**TASK STATEMENT**
Rescale every bounding box coordinate in the answers to the lines below by a factor of 0.25, rounding each result to the nearest whole number with halves rounded up. Reproduce all of the lines in full, requests included.

>> BEGIN RECORDS FOR THIS TASK

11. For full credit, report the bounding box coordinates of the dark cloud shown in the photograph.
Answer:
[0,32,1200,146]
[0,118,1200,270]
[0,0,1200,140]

>> END RECORDS FOR THIS TASK

**WORKED SOLUTION**
11. For full credit, report the bounding box coordinates of the dark cloud shown in the photograph.
Answer:
[0,8,300,37]
[0,30,300,68]
[0,0,300,35]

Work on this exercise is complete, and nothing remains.